§ WORK TO COMPLETE
Extract all lines that hold "soil" from the records below.

-------- SUPPLIED ENTRIES

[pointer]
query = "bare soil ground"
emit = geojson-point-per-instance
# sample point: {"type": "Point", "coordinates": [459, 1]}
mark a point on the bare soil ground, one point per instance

----------------
-------- SUPPLIED ENTRIES

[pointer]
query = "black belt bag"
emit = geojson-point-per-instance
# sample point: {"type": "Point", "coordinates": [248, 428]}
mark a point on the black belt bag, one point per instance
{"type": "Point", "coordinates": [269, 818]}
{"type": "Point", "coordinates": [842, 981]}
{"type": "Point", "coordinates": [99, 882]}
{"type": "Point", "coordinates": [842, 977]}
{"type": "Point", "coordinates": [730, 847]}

----------------
-------- SUPPLIED ENTRIES

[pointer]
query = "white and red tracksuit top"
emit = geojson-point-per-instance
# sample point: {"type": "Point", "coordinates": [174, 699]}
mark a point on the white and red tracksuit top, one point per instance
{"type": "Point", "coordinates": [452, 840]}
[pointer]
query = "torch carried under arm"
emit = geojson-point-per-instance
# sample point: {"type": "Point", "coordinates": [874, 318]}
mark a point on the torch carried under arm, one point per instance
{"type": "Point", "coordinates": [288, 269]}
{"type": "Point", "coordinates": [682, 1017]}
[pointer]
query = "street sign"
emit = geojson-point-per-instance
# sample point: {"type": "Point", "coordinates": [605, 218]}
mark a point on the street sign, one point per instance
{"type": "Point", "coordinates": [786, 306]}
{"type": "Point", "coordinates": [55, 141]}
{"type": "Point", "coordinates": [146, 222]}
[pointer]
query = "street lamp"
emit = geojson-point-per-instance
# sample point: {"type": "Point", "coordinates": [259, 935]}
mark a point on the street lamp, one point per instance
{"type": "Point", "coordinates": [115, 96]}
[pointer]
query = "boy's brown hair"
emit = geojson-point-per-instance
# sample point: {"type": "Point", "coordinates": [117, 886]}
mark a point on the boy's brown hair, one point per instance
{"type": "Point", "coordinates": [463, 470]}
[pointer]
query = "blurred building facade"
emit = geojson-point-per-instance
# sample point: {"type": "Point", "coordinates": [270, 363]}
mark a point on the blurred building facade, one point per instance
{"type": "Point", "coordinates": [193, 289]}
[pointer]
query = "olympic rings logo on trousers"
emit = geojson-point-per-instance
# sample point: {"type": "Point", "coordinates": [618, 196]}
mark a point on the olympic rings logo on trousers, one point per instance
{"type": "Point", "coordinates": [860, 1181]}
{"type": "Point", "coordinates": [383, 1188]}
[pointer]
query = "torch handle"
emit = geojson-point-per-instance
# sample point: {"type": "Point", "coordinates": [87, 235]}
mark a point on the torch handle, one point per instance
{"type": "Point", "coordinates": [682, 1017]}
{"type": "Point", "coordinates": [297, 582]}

----------------

§ FINISHED TASK
query = "bare soil ground"
mark a point on the bare soil ground, one point per instance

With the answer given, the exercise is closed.